What to work on:
Whenever the string "roof" appears in a line of the listing below, that line counts. Say how many lines count, and give nothing else.

Data shown:

__________

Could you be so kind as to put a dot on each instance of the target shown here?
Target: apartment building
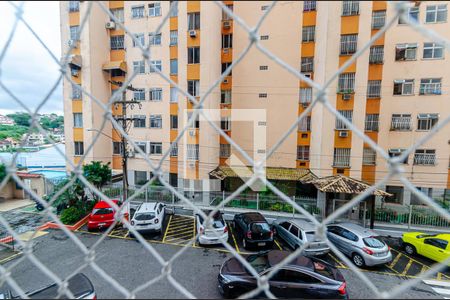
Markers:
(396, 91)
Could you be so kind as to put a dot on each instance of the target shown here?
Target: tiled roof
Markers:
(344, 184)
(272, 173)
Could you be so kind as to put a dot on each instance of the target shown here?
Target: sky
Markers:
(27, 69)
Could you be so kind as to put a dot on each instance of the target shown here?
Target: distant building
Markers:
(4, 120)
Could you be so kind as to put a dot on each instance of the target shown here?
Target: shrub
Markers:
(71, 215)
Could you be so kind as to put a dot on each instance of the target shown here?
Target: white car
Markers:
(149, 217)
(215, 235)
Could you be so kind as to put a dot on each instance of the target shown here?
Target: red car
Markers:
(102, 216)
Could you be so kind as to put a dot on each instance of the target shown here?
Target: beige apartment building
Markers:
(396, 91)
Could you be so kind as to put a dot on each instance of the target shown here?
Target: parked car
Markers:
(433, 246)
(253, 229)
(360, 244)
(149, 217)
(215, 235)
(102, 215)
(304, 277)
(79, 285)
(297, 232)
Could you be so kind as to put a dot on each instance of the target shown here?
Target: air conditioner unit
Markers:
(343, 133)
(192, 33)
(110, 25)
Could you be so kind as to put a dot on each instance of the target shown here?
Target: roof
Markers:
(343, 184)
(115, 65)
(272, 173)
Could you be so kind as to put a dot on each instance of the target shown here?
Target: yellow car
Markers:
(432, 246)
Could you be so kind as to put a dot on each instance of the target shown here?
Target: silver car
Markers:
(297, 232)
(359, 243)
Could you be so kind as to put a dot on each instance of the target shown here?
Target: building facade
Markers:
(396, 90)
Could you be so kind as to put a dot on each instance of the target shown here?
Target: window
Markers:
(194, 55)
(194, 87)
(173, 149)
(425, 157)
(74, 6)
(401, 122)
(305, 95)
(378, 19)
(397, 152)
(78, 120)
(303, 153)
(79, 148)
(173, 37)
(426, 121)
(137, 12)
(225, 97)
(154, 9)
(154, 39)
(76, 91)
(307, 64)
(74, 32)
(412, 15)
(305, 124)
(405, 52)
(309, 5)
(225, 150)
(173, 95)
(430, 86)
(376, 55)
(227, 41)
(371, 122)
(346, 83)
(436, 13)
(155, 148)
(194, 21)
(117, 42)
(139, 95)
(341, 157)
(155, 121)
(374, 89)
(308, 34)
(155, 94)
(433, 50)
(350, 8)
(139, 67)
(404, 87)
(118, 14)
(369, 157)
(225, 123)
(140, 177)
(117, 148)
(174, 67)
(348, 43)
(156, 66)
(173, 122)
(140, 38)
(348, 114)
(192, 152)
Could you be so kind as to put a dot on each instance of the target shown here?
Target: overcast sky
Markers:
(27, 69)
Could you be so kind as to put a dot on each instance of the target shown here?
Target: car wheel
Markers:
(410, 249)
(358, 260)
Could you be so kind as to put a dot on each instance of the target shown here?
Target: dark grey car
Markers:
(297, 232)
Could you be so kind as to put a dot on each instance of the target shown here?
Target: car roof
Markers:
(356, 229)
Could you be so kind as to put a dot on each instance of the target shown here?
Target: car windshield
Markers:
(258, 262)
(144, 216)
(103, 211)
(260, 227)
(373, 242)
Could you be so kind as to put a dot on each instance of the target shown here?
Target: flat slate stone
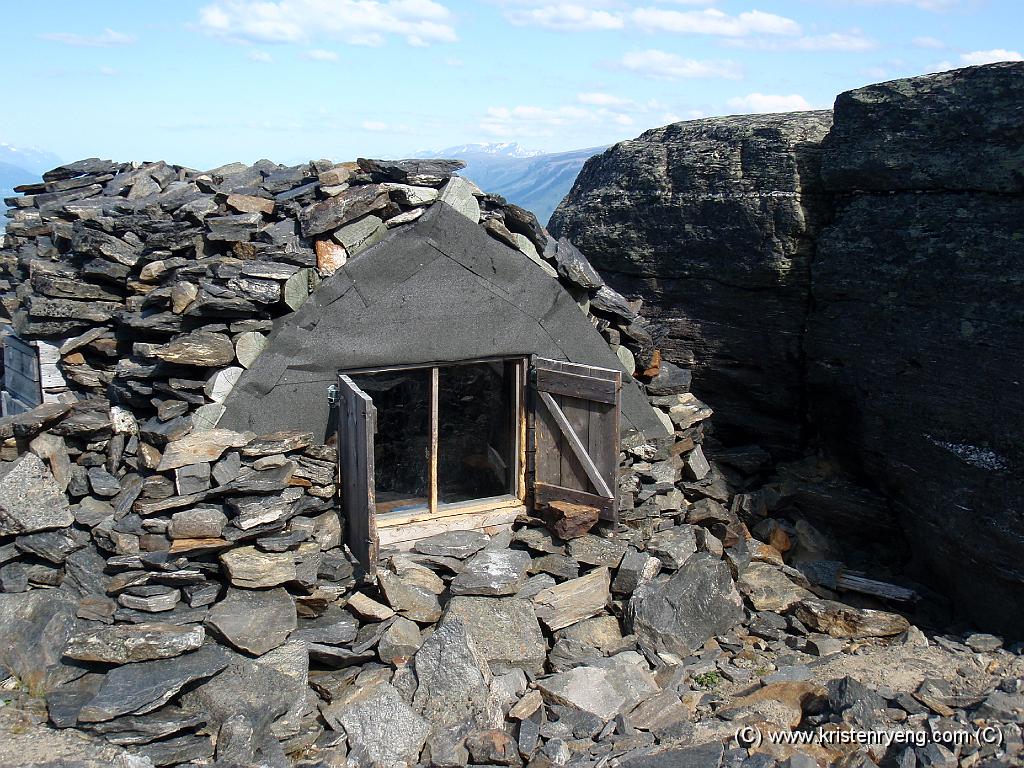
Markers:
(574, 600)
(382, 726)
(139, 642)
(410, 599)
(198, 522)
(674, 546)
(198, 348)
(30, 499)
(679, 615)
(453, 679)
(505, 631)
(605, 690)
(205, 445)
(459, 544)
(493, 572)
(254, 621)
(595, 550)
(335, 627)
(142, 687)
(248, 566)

__________

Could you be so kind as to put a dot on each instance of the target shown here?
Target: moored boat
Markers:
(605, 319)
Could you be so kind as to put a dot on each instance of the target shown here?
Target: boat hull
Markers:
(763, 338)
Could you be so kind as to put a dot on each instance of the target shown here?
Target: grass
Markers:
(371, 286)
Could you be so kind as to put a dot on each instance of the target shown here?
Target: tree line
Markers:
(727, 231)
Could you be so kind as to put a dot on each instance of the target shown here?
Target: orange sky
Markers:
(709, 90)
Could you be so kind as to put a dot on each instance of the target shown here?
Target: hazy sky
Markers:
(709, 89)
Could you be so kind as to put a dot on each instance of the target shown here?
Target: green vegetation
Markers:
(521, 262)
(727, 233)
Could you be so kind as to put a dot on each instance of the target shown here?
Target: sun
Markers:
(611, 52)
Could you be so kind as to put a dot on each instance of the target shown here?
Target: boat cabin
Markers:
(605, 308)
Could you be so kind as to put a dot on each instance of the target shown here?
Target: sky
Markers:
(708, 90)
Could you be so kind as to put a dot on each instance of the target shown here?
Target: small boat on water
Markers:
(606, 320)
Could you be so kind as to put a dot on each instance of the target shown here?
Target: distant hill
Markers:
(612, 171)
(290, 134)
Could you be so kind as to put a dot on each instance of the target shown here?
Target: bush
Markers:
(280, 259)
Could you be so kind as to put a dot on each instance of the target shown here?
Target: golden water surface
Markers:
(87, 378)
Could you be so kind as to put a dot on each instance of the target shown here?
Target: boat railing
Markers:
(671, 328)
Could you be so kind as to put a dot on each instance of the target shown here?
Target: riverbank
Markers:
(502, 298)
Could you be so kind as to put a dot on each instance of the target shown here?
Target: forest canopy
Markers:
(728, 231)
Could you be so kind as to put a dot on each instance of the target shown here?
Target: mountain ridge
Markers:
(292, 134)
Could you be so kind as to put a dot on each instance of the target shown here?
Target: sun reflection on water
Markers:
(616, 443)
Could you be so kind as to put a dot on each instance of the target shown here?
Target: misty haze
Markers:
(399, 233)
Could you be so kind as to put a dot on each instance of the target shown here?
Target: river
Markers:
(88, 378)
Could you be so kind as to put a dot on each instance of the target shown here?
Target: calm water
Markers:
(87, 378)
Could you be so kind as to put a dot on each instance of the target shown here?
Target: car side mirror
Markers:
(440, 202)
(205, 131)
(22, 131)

__________

Answer space:
3